──────── Entries shown ────────
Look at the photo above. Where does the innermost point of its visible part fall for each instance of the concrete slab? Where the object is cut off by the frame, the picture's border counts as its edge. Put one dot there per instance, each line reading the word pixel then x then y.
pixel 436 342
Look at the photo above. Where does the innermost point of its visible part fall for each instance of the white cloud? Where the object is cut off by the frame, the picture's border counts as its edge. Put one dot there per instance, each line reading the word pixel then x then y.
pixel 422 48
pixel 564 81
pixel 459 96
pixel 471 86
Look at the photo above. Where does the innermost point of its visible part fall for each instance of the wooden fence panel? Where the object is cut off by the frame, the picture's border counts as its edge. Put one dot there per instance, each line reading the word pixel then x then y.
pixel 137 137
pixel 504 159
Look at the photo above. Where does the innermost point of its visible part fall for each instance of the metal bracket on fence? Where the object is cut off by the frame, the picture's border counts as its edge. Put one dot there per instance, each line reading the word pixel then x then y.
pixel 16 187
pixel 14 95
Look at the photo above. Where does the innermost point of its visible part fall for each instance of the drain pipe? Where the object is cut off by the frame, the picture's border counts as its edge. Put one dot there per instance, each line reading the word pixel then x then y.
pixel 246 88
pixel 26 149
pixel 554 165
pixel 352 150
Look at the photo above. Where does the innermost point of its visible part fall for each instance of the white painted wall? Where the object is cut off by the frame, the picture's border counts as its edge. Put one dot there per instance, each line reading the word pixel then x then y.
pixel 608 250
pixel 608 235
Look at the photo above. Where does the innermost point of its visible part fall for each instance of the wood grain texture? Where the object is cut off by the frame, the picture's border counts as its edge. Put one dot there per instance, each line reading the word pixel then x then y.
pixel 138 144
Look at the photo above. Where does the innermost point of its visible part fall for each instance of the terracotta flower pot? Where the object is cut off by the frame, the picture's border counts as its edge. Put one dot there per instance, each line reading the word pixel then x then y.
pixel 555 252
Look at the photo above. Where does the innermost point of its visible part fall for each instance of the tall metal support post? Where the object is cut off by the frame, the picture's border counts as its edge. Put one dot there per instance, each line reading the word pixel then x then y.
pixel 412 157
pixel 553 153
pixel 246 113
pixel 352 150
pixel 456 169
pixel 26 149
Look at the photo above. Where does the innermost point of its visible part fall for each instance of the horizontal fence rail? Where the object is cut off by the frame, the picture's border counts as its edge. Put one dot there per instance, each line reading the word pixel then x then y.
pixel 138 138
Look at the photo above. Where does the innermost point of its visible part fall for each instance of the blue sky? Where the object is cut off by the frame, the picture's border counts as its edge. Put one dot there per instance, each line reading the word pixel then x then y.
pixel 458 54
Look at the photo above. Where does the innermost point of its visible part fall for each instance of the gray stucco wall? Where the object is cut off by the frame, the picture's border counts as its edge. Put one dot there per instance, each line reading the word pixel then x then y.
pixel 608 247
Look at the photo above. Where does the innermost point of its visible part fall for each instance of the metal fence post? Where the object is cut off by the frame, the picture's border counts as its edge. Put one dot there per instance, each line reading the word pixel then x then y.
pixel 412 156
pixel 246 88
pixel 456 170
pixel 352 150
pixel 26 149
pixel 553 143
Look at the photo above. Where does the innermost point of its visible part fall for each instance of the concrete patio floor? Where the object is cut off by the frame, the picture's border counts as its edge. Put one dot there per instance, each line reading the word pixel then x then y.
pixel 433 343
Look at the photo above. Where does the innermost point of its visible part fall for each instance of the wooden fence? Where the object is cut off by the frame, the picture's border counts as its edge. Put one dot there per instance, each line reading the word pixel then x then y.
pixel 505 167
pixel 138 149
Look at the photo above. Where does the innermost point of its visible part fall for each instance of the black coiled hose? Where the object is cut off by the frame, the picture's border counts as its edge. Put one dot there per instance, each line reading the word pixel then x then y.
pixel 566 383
────────
» Problem requirements: Copy exactly the lines from the one with "of the black" through the last line of the material, keeping both ends.

» Expected answer:
Look at the photo above. Where does the innermost point of its visible part fall for each instance of the black coiled hose? Where the object is cut off by the frame, the picture's border counts as its edge. Put one dot there per instance, each line reading the word pixel then x then y.
pixel 566 383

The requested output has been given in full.